The world is waiting for this to hit home. Shall I turn the hungry away because I (Old Ashley) would rather play video games? Shall I say “no” to the poor because I (Old Ashley) would rather spend time at the pool with friends? Shall I not read my bible or pray because I’m not “feeling the presence” of the Lord? No! Did Jesus turn away his followers while He was yet in mourning over his cousin John’s execution? No, until the very end, he denied his very divinity. God in the flesh was spit upon by his own people. The Creator was humiliated, rejected and crucified by His own creation. And in return he poured out His blood, His life, His very love all for them.
The sick, the hungry, the destitute are waiting and dying every day. Who is going to them? Who is going to share Jesus with them? Can I deny them simply because it’s inconvenient or emotionally taxing? Before Jesus was arrested, He spent the night sweating blood in a garden and asking the Father for another way – if it was the Father’s will. You think that wasn’t inconvenient for him? You think Jesus enjoyed being slapped in the face by the children of His beloved Abraham? He bore the sins of entire world in His body on the cross. You think He didn’t spend the last hours of his life in utter agony, sorrow and grief? So if the Son of God endured such torment as He did, what makes us, His servants, think we’re somehow exempt from the same treatment?

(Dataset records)

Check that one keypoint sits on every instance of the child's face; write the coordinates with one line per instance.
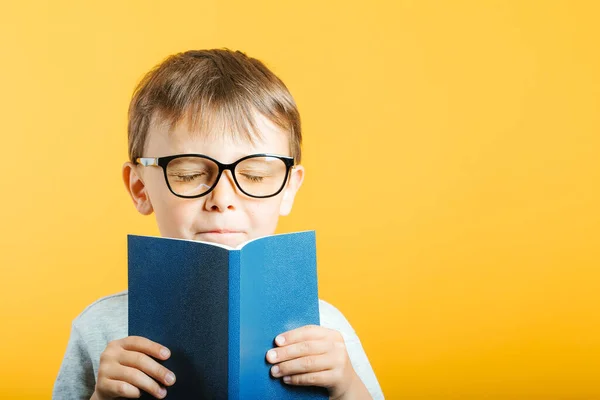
(225, 215)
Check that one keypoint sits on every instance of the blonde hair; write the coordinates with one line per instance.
(218, 91)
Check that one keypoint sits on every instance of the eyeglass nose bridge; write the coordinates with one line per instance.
(223, 168)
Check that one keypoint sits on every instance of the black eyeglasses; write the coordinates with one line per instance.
(195, 175)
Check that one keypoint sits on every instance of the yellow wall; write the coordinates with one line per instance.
(453, 177)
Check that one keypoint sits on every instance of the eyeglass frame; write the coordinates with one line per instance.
(164, 161)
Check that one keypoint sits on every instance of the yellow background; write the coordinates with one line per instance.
(452, 166)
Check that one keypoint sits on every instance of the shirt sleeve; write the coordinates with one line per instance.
(76, 379)
(332, 318)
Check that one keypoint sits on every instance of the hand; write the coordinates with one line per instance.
(126, 368)
(315, 356)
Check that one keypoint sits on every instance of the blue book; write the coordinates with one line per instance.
(218, 309)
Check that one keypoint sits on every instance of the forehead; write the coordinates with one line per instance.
(219, 140)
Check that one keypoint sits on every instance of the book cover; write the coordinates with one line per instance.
(218, 309)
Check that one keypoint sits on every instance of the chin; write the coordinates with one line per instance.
(228, 239)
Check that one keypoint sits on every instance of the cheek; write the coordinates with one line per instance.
(264, 216)
(175, 217)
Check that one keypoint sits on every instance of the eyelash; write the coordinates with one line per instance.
(254, 178)
(187, 178)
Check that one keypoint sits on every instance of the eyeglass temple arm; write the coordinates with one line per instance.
(147, 161)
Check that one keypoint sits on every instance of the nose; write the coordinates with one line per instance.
(223, 196)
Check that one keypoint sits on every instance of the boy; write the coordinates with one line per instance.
(214, 147)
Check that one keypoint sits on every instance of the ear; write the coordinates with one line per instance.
(289, 193)
(136, 188)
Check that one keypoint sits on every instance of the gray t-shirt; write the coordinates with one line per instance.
(106, 320)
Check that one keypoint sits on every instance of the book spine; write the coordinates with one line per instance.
(233, 373)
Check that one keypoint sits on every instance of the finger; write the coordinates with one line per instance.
(296, 350)
(302, 365)
(308, 332)
(146, 346)
(322, 378)
(147, 365)
(140, 380)
(116, 388)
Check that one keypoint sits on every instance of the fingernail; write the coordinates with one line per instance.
(170, 378)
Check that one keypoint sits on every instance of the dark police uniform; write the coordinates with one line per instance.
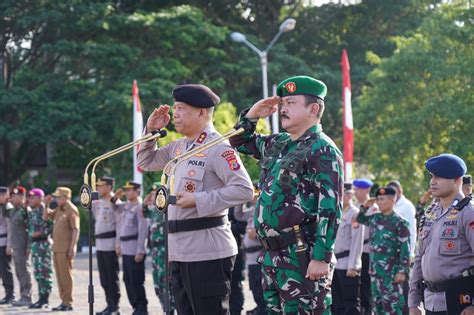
(200, 240)
(443, 273)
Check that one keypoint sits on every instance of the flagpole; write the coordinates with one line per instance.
(137, 132)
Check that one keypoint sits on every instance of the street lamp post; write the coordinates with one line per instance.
(286, 26)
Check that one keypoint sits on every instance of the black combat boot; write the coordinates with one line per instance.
(43, 302)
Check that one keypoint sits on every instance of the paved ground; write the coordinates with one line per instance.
(81, 282)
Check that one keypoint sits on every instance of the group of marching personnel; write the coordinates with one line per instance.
(312, 243)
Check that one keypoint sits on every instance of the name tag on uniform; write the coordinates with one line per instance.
(196, 163)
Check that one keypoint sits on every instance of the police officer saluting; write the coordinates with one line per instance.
(201, 244)
(443, 273)
(107, 241)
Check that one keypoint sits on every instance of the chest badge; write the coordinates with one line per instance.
(190, 186)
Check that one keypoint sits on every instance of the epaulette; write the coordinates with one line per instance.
(464, 202)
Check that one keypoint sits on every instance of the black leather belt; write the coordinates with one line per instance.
(129, 237)
(342, 254)
(39, 238)
(253, 249)
(278, 242)
(110, 234)
(175, 226)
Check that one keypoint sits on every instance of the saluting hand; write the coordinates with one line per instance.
(159, 118)
(48, 199)
(264, 107)
(317, 269)
(369, 203)
(185, 199)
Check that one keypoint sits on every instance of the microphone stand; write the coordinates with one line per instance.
(87, 195)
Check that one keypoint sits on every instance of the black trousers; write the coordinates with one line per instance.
(255, 283)
(6, 272)
(107, 262)
(202, 287)
(366, 300)
(345, 294)
(134, 278)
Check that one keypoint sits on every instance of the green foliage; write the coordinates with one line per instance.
(418, 102)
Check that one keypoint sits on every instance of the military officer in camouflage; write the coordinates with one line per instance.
(19, 243)
(389, 252)
(40, 232)
(299, 208)
(157, 238)
(5, 252)
(443, 273)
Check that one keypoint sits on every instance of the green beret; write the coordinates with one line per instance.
(302, 85)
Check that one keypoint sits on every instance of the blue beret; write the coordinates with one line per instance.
(362, 183)
(448, 166)
(196, 95)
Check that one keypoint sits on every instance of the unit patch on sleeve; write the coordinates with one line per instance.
(231, 158)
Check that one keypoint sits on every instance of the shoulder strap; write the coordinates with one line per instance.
(464, 202)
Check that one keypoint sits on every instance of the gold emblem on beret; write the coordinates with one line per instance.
(85, 196)
(290, 87)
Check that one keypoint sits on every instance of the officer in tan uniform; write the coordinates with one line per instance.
(202, 248)
(65, 235)
(443, 273)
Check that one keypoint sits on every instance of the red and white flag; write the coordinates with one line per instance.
(137, 131)
(347, 125)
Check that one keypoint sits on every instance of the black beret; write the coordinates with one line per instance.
(196, 95)
(467, 180)
(385, 191)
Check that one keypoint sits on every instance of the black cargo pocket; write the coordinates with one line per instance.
(215, 289)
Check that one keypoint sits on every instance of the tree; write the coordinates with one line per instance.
(418, 102)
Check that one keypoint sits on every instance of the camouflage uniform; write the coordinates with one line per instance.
(157, 239)
(389, 254)
(41, 250)
(300, 182)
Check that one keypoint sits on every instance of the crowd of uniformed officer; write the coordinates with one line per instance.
(303, 234)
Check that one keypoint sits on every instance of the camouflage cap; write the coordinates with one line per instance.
(62, 192)
(302, 85)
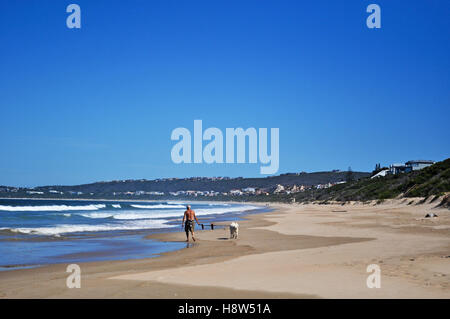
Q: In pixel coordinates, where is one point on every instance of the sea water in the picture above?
(39, 232)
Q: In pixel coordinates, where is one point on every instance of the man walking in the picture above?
(189, 223)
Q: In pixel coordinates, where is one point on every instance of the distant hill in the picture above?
(430, 181)
(102, 189)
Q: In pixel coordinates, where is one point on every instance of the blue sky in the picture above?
(100, 103)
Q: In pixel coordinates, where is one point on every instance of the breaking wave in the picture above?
(65, 228)
(52, 208)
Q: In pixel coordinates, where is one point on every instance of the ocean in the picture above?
(39, 232)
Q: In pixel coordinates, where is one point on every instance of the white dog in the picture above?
(234, 230)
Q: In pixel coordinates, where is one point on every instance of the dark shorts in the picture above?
(189, 226)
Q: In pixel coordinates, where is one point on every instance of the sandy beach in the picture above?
(295, 251)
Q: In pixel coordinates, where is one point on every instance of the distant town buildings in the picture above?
(407, 167)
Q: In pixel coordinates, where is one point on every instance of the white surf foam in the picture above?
(53, 208)
(65, 229)
(157, 206)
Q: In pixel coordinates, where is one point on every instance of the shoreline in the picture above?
(295, 251)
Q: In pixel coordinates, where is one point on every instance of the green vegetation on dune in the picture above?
(432, 180)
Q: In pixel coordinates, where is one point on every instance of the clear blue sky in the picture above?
(100, 103)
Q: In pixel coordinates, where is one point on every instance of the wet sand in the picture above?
(296, 251)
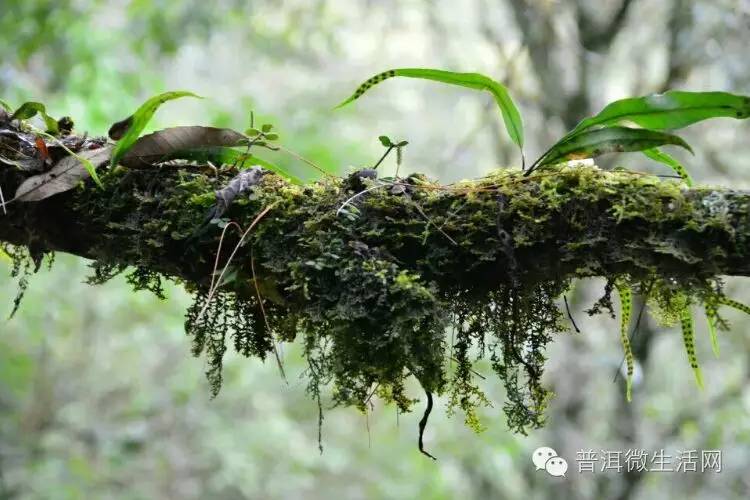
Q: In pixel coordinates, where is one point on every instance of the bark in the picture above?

- [Activity 1]: In the devotional passage, what did Jesus do on the night before He was arrested?
- [Activity 2]: Translate this sentence from the devotional passage into Spanish: "The sick, the hungry, the destitute are waiting and dying every day."
- [Activity 3]: Write the next paragraph of the devotional passage on serving others, picking up right after its final sentence.

- [Written response 1]: He spent the night sweating blood in a garden and asking the Father for another way, if it was the Father's will.

- [Written response 2]: Los enfermos, los hambrientos, los indigentes están esperando y muriendo cada día.

- [Written response 3]:
“Have this mind among yourselves, which is yours in Christ Jesus, who, though he was in the form of God, did not count equality with God a thing to be grasped, but made himself nothing, taking the form of a servant, being born in the likeness of men. And being found in human form, he humbled himself by becoming obedient to the point of death, even death on a cross.” (Phil 2:5-8)
While we were enemies, Jesus the Christ died for us. Not out of some emotional high he was experiencing, but out of obedience to the Father. He didn’t wait to “feel” like it was time to be crucified. He made himself nothing so that the Father could exalt Him above everything. So there is no “me” or “you” in the picture. There is only Jesus. And Jesus commanded us to heal the sick, cleanse the lepers, cast out demons – regardless of whether you’re being wrecked by the Holy Spirit or just going through the motions.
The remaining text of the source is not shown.